▶ [TEXTE DE RÉFÉRENCE]
#####
Grande Encyclopédie Larousse 1971-1976Éd. 1971-1976
R

Rousseau (Henri)

Peintre français (Laval 1844 - Paris 1910).


Rousseau occupe dans l’histoire de l’art moderne une position exceptionnelle. En effet, bien qu’ayant poursuivi son œuvre solitaire sans partager le moins du monde les motivations des grands pionniers de la révolution des arts plastiques, il a pris place parmi eux, comme plusieurs et non des moindres en ont convenu. En outre, le rayonnement de son œuvre n’ayant cessé de s’étendre depuis sa disparition, il se pourrait qu’il apparaisse bientôt comme le plus grand de tous et que son testament spirituel, le Rêve (Museum of Modern Art, New York), soit considéré comme le phare de la peinture du xxe s.


Un « art sorti des profondeurs du peuple » (R. Delaunay)
#####
▶ [DONNÉES FOURNIES]
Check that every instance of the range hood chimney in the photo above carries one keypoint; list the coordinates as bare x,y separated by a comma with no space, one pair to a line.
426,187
#####
▶ [CONSIGNES]
**1)** Quelles villes l'article sur Henri Rousseau mentionne-t-il ?
**2)** Pouvez-vous recopier le passage de l'article sur Henri Rousseau qui commence par « Rousseau occupe dans » et se poursuit jusqu'à « peinture du xxe s. » ?
On peut se passer du matériel fourni.

▶ [RÉPONSES]
**1)** Laval, Paris, New York

**2)**
Rousseau occupe dans l’histoire de l’art moderne une position exceptionnelle. En effet, bien qu’ayant poursuivi son œuvre solitaire sans partager le moins du monde les motivations des grands pionniers de la révolution des arts plastiques, il a pris place parmi eux, comme plusieurs et non des moindres en ont convenu. En outre, le rayonnement de son œuvre n’ayant cessé de s’étendre depuis sa disparition, il se pourrait qu’il apparaisse bientôt comme le plus grand de tous et que son testament spirituel, le Rêve (Museum of Modern Art, New York), soit considéré comme le phare de la peinture du xxe s.